-- start SELECTED TEXT --
Abandoned teen Billy Batson (Angel) navigates a tumultuous search for his birth mother, bouncing between foster homes until he lands with a loving foster family. Unexpectedly chosen by the Wizard Shazam (Hounsou), Billy inherits incredible superpowers , transforming into an adult superhero (Levi) whenever he utters the wizard’s name. Alongside his foster brother Freddy, Billy revels in his newfound abilities, but soon faces a formidable foe: Dr. Thaddeus Sivana (Strong), who harnesses the power of the Seven Deadly Sins. As Sivana threatens to unleash chaos upon the world, Billy must grapple with the responsibilities of his newfound heroism.

'Wonder Woman' (2017)
-- end SELECTED TEXT --
-- start GIVEN ENTRIES --
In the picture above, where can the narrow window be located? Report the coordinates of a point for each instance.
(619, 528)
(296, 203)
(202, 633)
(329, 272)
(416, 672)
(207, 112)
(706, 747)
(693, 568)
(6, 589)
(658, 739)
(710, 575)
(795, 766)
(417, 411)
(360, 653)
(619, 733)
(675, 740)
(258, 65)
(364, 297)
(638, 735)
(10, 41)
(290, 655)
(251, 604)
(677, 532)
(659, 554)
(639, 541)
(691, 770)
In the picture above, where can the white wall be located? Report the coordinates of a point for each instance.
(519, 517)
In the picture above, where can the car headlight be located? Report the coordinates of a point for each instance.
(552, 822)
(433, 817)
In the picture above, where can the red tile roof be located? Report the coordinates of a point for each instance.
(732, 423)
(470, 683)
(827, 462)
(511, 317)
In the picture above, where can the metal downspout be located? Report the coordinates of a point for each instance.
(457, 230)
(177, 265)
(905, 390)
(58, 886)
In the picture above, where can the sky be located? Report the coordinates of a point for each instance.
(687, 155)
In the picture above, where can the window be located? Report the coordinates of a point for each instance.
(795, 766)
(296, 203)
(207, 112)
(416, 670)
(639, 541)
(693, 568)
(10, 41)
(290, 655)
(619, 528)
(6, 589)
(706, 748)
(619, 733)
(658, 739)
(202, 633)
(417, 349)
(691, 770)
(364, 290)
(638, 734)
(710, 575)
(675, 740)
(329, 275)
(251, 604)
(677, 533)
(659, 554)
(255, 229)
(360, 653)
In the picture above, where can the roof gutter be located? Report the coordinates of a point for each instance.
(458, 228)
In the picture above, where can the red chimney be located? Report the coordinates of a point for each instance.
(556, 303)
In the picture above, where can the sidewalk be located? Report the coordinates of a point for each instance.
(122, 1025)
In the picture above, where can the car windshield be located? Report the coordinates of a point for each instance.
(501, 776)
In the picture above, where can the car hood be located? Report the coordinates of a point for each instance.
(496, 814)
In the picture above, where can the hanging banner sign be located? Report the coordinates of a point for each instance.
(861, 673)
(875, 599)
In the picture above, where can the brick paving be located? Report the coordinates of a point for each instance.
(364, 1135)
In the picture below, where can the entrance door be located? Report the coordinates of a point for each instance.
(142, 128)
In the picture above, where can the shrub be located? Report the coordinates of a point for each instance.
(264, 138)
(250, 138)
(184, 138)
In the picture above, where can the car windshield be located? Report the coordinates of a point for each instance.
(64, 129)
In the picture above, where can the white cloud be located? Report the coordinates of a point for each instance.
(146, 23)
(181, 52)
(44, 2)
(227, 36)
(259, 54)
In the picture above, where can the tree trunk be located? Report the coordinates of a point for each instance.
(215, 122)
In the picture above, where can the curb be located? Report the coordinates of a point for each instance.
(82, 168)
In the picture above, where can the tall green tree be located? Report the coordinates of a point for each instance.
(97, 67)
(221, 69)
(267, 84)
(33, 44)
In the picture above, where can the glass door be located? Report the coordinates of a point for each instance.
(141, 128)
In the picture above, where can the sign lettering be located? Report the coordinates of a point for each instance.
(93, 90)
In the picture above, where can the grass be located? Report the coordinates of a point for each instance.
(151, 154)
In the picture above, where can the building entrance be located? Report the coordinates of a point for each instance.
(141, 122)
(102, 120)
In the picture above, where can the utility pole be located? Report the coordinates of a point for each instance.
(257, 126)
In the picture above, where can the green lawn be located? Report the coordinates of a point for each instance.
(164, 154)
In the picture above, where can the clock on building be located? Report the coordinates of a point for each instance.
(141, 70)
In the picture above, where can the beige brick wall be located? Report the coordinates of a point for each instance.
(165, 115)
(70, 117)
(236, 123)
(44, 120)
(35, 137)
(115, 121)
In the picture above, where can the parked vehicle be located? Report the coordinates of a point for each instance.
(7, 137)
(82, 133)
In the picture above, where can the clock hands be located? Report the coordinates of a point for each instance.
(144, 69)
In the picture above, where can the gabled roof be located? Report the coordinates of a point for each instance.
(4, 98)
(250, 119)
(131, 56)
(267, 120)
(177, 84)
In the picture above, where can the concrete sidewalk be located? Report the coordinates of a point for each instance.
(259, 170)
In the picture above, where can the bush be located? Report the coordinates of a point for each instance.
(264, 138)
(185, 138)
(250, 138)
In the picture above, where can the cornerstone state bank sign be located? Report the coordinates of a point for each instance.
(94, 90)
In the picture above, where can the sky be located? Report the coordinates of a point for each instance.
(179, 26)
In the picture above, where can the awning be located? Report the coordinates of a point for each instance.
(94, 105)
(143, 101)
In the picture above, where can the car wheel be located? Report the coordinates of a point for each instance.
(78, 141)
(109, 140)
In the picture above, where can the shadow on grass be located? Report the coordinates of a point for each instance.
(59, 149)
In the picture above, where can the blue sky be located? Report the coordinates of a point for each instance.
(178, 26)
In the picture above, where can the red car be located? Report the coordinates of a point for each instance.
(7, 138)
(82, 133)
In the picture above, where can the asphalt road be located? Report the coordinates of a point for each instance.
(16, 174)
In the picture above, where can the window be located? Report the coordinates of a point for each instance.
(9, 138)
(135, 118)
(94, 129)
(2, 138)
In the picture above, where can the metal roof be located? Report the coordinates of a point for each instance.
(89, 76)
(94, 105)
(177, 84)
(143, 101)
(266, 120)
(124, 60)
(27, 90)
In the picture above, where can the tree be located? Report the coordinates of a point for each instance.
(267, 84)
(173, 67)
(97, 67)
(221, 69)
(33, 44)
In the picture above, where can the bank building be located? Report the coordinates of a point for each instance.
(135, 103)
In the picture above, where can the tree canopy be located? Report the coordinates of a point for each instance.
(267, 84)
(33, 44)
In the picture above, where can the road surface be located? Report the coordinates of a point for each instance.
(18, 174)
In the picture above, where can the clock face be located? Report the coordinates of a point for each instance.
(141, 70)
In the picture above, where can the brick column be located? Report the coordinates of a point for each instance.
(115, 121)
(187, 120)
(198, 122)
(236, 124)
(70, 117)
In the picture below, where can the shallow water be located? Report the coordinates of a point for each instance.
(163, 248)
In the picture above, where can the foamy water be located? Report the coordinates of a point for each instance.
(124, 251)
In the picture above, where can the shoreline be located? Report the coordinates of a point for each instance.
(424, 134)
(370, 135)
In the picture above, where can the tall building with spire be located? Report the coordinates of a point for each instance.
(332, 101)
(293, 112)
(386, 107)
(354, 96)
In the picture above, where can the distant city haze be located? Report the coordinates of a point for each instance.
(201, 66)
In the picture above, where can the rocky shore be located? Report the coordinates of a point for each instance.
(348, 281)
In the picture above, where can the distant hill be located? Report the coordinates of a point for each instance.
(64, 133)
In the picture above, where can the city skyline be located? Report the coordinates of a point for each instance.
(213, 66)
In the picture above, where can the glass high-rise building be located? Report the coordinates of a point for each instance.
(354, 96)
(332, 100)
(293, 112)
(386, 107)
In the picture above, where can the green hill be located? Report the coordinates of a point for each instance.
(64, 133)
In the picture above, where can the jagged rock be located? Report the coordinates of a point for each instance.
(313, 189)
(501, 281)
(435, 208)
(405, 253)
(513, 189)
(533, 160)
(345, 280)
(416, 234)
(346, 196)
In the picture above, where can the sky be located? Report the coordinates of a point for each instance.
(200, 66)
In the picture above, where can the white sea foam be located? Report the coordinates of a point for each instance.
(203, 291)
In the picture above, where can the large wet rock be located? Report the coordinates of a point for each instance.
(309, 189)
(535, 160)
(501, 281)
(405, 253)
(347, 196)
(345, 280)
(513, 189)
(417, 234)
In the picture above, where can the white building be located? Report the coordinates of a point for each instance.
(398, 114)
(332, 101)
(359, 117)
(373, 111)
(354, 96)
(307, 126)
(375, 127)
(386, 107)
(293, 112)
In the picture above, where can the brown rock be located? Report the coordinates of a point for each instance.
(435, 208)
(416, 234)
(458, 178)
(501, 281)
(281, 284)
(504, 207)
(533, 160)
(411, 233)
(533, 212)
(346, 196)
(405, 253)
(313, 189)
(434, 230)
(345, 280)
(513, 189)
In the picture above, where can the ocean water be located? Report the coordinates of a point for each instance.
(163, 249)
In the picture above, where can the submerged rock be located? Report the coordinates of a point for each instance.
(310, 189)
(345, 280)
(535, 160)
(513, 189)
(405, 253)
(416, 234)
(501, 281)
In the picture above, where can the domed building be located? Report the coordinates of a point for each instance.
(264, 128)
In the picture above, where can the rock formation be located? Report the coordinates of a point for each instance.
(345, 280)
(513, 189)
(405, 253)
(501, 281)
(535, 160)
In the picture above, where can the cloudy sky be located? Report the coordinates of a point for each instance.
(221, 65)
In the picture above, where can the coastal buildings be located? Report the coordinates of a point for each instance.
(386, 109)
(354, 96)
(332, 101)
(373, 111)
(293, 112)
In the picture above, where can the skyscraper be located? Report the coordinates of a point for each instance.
-- end GIVEN ENTRIES --
### ACTIONS TO TAKE
**a)** Answer these from the film summaries:
(i) Who chooses Billy Batson to inherit superpowers?
(ii) What does Billy have to say to become an adult superhero?
(iii) What power does Dr. Thaddeus Sivana harness?
**b)** Keep writing the film summaries, starting right after the last line shown.
The records have nothing to do with this.

### THE ANSWERS
**a)**
(i) The Wizard Shazam
(ii) The wizard's name
(iii) The power of the Seven Deadly Sins

**b)**
In Wonder Woman , Diana (Gadot), princess of the Amazons, is raised as a warrior in the secluded paradise of Themyscira. When pilot Steve Trevor (Pine) crashes on their shores and reveals the horrors of World War I, Diana is convinced she can stop the conflict. Leaving her home behind, she ventures into the world of men, discovering her full powers and embracing her destiny as Wonder Woman . Armed with her Amazonian strength and compassion, Diana joins Steve on a mission to end the war, facing unexpected foes and uncovering the truth about her own heritage.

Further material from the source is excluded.